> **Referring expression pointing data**
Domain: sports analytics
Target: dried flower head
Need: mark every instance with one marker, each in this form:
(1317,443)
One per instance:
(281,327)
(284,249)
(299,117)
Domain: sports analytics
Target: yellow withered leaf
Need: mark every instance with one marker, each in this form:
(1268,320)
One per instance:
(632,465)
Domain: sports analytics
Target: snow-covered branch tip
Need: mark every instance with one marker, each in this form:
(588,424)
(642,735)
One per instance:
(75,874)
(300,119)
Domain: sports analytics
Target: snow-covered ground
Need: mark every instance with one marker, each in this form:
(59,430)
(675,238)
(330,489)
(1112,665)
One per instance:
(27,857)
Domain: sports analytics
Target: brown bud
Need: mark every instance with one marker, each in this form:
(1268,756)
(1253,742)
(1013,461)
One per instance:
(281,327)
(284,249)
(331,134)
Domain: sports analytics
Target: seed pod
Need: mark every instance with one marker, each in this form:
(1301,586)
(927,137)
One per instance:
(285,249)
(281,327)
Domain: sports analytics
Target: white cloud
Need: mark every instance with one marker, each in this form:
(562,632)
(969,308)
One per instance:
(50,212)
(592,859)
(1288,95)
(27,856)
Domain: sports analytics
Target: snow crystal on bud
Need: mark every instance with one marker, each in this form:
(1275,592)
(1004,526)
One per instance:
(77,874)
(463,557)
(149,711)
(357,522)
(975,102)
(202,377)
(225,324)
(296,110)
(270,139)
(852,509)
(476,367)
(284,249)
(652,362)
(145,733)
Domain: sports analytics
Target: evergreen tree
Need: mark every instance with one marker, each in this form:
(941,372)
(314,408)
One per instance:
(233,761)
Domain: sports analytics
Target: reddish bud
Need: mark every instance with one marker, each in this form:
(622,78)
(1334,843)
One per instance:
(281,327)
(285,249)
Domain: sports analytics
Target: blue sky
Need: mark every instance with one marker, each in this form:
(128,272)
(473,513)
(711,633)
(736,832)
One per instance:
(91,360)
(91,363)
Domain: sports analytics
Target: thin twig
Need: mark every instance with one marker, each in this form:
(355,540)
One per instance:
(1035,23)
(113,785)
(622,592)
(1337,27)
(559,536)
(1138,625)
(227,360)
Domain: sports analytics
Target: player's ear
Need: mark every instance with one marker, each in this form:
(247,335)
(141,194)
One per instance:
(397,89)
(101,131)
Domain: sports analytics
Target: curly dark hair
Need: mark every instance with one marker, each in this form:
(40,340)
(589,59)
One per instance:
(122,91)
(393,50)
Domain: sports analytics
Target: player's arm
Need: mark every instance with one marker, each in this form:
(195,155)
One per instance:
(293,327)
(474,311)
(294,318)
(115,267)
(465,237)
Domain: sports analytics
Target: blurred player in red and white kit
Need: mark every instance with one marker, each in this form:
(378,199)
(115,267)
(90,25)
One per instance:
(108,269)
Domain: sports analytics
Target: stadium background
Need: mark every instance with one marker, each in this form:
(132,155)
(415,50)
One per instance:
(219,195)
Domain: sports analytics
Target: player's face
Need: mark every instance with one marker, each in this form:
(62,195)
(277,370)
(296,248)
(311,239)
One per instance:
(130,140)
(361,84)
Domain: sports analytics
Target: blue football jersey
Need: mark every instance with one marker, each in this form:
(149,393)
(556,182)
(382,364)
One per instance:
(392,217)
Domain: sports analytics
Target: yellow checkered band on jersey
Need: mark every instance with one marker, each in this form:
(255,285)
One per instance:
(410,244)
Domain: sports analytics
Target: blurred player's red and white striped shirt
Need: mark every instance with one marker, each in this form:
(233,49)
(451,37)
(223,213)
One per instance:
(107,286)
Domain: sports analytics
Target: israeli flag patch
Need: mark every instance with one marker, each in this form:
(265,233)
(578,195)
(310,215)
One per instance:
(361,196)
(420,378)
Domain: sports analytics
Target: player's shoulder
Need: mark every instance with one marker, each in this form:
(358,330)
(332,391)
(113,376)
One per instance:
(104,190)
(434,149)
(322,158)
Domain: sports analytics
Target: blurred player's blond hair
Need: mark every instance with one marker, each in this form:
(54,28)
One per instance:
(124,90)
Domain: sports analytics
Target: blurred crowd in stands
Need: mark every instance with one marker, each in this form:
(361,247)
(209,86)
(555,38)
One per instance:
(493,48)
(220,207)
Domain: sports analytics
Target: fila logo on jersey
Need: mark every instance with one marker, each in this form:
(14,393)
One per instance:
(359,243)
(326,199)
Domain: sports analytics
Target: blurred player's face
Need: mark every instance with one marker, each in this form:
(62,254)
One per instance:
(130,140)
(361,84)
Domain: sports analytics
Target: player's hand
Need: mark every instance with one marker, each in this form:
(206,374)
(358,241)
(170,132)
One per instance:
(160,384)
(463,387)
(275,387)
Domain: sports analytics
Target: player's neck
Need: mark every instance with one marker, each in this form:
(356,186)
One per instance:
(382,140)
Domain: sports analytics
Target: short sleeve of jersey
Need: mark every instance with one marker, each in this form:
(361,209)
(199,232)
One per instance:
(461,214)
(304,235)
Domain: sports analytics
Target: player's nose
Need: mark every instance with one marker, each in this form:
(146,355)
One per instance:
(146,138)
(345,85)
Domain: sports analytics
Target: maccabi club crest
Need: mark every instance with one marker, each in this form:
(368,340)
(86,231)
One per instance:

> **Problem**
Working from the data above, extract solely the lines from the one containing "Target: snow-covered ground" through the one containing "Target: snow crystal on bud", exactly as they appear, both included.

> **Written answer**
Target: snow-covered ground
Need: mark every instance with one marker, each in this form:
(59,430)
(675,238)
(330,489)
(1112,665)
One per instance:
(27,857)
Domain: sports analytics
Target: brown bud
Need: mark every instance with one marker, each in this form:
(1268,756)
(1253,742)
(1013,461)
One per instance:
(281,327)
(284,249)
(331,134)
Domain: sports analytics
Target: seed pod
Need: mark every instance with one marker, each in this form:
(1301,586)
(927,137)
One per instance:
(285,249)
(281,327)
Domain: sports analytics
Target: white cloud
Need: mark every instance with one marker, each in this form:
(562,632)
(969,308)
One per instance:
(50,212)
(592,859)
(1288,95)
(27,856)
Domain: sports analytics
Target: snow crystal on bud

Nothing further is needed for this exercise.